При первых же словах докладчика среди сидящих послышался шепот, краем глаза я заметил удивленные и недоверчивые взгляды в мою сторону. Глаза директора курорта Шаранина, большевика с 1906 года, с которым я, как с отцом, не раз делился своими радостями и горестями, как бы спрашивали меня: "Неужели и ты, Иван, объявился врагом народа?"
Я оцепенел, казалось, вся кровь бросилась мне в голову. Что такое он мелет? Какая деятельность? Что за подлые шутки?! Наконец, не выдержав всей оскорбительности, а еще больше - нелепости того, что говорил в эту минуту Бельдягин, я вскочил со стула и крикнул перебивая его:
– Не слишком ли много вы настряпали врагов, уважаемый товарищ Бельдягин? При таком усердии скоро среди актива района не останется ни одного вне подозрений! - И, вспомнив события последних месяцев, я заговорил о беззакониях, творимых ведомством Бельдгина.
Но тут встал и громко застучал карандашом по графину Аполоник, призывая к дисциплине, и я сел, горя от возбуждения.
– Вот, полюбуйтесь, товарищи, - продолжал Бельдягин, сделав театральный жест в мою сторону и победоносно оглядывая присутствующих. - Это же явная вылазка классового врага, врага народа! Ибо только они не доверяют работе органов НКВД, возглавляемых выдающимся сталинским наркомом товарищем Ежовым. Мне думается, тут вопрос предельно ясен и едва ли требуются еще какие-либо доказательства антипартийное!) Ефимова. С такими концепциями ему не должно быть места в рядах нашей партии. И я предлагаю его исключить!

## Ваши задания
(a) Почему, судя по фрагменту, рассказчик вскочил со стула и перебил Бельдягина? Ответьте одним–тремя предложениями.
(b) Переведите на английский язык предложение из фрагмента: «Я оцепенел, казалось, вся кровь бросилась мне в голову.»
Опирайтесь только на фрагмент.

## Предоставленный материал
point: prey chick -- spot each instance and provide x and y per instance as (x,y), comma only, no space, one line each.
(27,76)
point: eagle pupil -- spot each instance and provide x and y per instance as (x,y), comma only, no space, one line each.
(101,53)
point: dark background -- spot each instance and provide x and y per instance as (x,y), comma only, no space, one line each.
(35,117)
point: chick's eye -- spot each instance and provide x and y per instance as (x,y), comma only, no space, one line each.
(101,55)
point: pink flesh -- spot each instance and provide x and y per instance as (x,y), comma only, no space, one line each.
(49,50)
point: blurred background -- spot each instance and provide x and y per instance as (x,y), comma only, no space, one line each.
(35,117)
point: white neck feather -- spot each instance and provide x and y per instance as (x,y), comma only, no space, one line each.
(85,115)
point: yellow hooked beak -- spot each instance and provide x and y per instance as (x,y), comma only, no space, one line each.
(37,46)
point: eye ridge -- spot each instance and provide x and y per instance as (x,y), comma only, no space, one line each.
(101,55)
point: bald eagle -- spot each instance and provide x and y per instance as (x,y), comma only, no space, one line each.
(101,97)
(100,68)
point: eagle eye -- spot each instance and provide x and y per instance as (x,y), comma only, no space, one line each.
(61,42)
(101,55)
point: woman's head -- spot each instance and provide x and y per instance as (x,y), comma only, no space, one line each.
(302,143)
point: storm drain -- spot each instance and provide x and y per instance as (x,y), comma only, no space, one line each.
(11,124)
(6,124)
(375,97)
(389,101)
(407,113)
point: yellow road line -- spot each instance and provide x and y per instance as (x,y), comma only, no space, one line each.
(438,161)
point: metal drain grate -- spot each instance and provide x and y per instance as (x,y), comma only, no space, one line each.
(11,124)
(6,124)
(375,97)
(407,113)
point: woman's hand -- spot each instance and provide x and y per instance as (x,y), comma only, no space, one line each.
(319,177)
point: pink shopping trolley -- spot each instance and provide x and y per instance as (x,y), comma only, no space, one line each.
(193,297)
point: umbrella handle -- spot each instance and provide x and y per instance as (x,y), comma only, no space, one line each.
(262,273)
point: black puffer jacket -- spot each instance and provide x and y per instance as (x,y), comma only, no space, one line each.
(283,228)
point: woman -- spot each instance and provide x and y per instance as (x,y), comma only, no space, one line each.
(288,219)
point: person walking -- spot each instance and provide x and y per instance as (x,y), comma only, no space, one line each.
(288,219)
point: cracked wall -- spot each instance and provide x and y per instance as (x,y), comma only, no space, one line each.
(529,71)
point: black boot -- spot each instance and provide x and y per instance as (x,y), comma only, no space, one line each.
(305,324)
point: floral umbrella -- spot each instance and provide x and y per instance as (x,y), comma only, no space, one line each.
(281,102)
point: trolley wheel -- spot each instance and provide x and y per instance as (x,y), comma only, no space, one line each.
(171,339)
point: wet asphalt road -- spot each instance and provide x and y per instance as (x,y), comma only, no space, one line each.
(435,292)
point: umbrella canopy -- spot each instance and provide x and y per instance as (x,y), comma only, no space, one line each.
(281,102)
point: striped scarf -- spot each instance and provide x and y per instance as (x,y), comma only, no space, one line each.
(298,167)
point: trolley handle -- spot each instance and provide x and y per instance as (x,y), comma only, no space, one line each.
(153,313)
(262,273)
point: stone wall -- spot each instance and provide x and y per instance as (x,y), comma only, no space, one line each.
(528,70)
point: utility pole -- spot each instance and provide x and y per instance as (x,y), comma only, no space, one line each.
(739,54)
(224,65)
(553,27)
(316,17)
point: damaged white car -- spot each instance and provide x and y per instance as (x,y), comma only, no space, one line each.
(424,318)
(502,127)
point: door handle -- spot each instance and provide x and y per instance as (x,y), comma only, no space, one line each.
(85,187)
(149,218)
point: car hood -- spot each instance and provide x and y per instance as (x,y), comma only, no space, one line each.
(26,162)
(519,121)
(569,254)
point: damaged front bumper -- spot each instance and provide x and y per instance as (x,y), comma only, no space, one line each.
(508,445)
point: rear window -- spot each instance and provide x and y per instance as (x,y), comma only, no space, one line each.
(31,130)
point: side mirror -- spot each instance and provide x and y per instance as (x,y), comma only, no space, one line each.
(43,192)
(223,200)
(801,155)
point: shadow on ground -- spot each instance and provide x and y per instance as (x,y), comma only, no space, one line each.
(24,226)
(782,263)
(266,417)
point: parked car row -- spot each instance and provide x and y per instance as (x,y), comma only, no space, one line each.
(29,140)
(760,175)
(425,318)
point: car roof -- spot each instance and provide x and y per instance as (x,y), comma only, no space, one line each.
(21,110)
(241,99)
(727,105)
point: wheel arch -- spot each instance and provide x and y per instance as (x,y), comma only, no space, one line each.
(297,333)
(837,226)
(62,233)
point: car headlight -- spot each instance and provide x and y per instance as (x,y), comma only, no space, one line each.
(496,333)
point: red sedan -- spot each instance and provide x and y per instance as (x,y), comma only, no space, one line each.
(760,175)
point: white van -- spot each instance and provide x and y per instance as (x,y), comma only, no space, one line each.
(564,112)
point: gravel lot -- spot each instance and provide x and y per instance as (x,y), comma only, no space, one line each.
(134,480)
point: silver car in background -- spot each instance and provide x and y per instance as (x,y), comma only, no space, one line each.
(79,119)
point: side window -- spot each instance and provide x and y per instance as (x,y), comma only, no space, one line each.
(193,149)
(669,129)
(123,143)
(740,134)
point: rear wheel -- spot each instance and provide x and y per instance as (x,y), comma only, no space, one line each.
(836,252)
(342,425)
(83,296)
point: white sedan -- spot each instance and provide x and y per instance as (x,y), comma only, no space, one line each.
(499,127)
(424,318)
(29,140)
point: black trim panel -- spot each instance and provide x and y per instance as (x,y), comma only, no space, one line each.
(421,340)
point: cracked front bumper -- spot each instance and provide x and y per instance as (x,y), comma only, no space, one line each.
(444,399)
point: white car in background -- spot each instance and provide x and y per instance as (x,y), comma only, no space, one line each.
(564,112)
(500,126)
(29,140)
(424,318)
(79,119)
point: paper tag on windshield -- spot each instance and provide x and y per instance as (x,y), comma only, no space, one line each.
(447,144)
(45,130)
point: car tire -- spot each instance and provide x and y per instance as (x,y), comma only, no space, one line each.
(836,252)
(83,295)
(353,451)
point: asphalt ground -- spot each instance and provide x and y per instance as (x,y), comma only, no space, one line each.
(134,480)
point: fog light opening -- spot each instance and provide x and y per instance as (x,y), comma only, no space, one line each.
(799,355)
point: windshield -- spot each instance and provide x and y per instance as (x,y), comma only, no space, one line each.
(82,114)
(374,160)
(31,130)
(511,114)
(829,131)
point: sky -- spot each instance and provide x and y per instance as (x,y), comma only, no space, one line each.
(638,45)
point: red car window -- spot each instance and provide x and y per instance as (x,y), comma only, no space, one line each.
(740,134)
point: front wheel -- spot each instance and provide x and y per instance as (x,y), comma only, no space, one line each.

## Решённые задачи
(a) Рассказчик не выдержал оскорбительности и, еще больше, нелепости того, что в ту минуту говорил Бельдягин. Поэтому он вскочил со стула и крикнул, перебивая его.

(b) I froze; it seemed as though all the blood had rushed to my head.